BRIEF
Could you render all of the data below as a numbered list, skipping any blank lines and leaving the pictures out of your answer?

⟨

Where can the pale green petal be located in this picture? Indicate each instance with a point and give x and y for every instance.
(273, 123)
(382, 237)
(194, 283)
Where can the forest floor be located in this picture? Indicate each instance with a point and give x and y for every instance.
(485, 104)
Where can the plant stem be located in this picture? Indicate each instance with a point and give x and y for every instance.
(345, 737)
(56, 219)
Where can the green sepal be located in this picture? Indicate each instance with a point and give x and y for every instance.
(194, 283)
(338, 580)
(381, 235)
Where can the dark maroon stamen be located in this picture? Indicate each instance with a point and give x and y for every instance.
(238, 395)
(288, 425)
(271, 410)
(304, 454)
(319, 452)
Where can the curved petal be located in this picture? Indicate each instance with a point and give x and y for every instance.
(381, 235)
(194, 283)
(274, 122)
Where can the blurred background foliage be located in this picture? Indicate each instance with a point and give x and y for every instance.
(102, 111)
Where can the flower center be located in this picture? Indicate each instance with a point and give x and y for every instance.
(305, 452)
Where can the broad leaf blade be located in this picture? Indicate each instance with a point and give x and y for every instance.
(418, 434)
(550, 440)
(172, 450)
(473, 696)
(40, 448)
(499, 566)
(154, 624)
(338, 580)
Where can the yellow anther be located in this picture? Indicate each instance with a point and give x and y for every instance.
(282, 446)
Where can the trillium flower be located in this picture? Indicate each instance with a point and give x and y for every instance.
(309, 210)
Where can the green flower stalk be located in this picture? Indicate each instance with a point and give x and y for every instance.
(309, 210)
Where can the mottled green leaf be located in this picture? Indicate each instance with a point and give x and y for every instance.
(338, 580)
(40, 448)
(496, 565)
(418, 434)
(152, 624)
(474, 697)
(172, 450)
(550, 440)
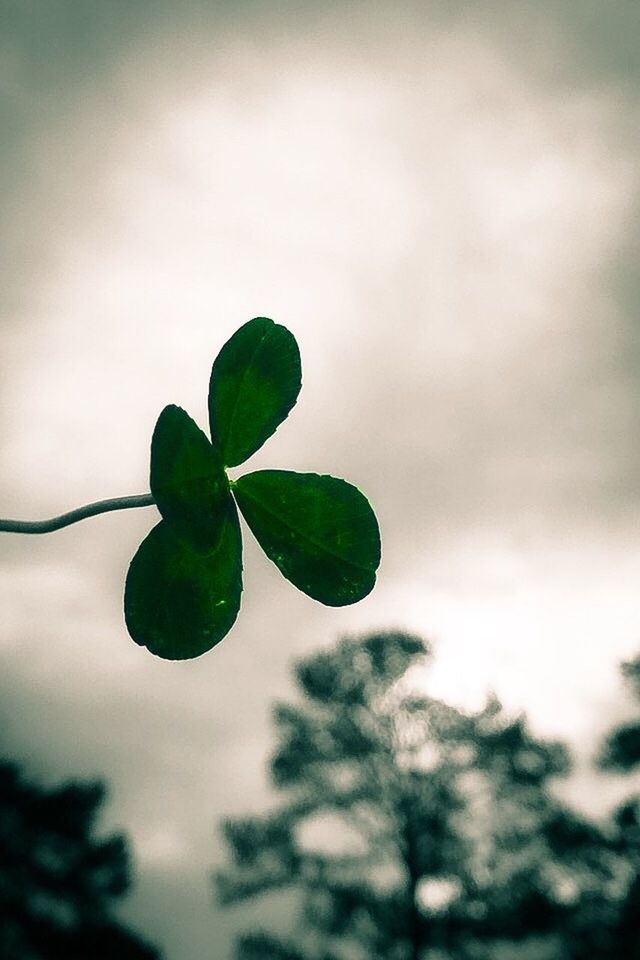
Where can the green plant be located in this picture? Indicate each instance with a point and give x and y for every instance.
(184, 584)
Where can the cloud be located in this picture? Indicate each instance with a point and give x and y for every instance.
(441, 206)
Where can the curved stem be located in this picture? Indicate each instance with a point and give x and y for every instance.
(65, 519)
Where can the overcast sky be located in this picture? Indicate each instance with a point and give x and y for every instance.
(440, 200)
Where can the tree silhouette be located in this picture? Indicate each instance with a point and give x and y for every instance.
(411, 829)
(57, 879)
(621, 753)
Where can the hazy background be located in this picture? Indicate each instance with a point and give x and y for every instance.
(440, 200)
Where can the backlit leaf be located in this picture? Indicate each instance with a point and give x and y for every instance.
(188, 481)
(255, 381)
(319, 531)
(177, 602)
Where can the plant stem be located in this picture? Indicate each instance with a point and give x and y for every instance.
(65, 519)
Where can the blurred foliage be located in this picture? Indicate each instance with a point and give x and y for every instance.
(57, 879)
(411, 829)
(621, 750)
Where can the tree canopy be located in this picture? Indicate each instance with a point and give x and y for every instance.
(412, 829)
(58, 879)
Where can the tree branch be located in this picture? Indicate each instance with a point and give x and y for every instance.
(81, 513)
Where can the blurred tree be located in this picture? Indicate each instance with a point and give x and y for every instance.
(57, 880)
(621, 749)
(621, 753)
(412, 829)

⟩

FULL ANSWER
1. Where can the pale green petal be located in this picture? Indicate each instance with a point and give x and y for every instance.
2. (273, 123)
3. (382, 237)
4. (194, 283)
5. Where can the forest floor be located in this picture? Indicate each instance with a point and give x and y for every instance.
6. (485, 104)
7. Where can the plant stem be located in this picture? Indicate each instance with a point and give x and y for every instance.
8. (345, 737)
9. (56, 219)
10. Where can the green sepal be located in this picture? Indicate each instance with a point and give x and y for every instance.
11. (194, 283)
12. (338, 580)
13. (381, 235)
14. Where can the dark maroon stamen be located in this picture? Indicate each instance with a point and give x and y for every instance.
15. (238, 395)
16. (288, 425)
17. (271, 410)
18. (304, 454)
19. (319, 452)
20. Where can the curved petal be located in this picture? Indicate each instance with a point and give x and y for every instance.
21. (381, 235)
22. (194, 283)
23. (274, 122)
24. Where can the blurred background foliage be located in this picture? Indicate each instance with a point and give x and y for every instance.
25. (102, 111)
26. Where can the flower center be located in this picture? Indicate each instance with a point and give x and y for every instance.
27. (305, 452)
28. Where can the broad leaf blade be located in this picture? Indicate each instance with a point and give x and y for every instance.
29. (418, 434)
30. (550, 440)
31. (172, 450)
32. (473, 696)
33. (40, 448)
34. (499, 566)
35. (154, 624)
36. (338, 580)
37. Where can the yellow anther be located in this picture? Indicate each instance with a point and give x and y for every instance.
38. (282, 446)
39. Where can the trillium flower be located in this picture? Indicate each instance with a point and give x and y for every instance.
40. (309, 210)
41. Where can the green flower stalk be located in this picture? Indicate each instance with a point and give x and y for every instance.
42. (309, 210)
43. Where can the mottled green leaf be located in this picture? Indicate each instance with a point and give x and y for every instance.
44. (338, 580)
45. (40, 448)
46. (496, 565)
47. (418, 434)
48. (152, 624)
49. (474, 697)
50. (172, 450)
51. (550, 440)
52. Where can the green plant be located in this picture? Indicate each instance with a point and give x and y for every instance.
53. (184, 584)
54. Where can the cloud be located in this picture? Indicate each instance with a point and give x and y for every instance.
55. (441, 206)
56. Where can the curved stem be located in this picture? Indicate each instance with a point and give x and y for every instance.
57. (65, 519)
58. Where can the overcast sky be located in this picture? Indicate each instance with a point and give x and y for every instance.
59. (440, 200)
60. Where can the tree silhouette be located in this picture? Indicate each instance with a point and give x and y for every instance.
61. (411, 829)
62. (57, 879)
63. (621, 753)
64. Where can the hazy background be located in this picture? Indicate each instance with a point and give x and y for every instance.
65. (440, 200)
66. Where can the backlit leaf be located in this picture? Indicate each instance with a point and give x and y for every instance.
67. (188, 481)
68. (255, 381)
69. (319, 531)
70. (177, 602)
71. Where can the plant stem be located in this picture? Indicate each instance with a point and give x and y for every instance.
72. (65, 519)
73. Where can the blurred foliage be located in this picture? Indicate each instance with a point and give x and y for every instance.
74. (57, 879)
75. (411, 829)
76. (621, 750)
77. Where can the tree canopy be located in this picture? Indicate each instance with a point and give x and y for every instance.
78. (412, 829)
79. (58, 879)
80. Where can the tree branch be located in this picture? Indicate each instance with a point and give x and y for every instance.
81. (81, 513)
82. Where can the blurred tree be located in this picture? Indicate each instance with a point and give x and y for every instance.
83. (57, 880)
84. (621, 749)
85. (621, 753)
86. (412, 829)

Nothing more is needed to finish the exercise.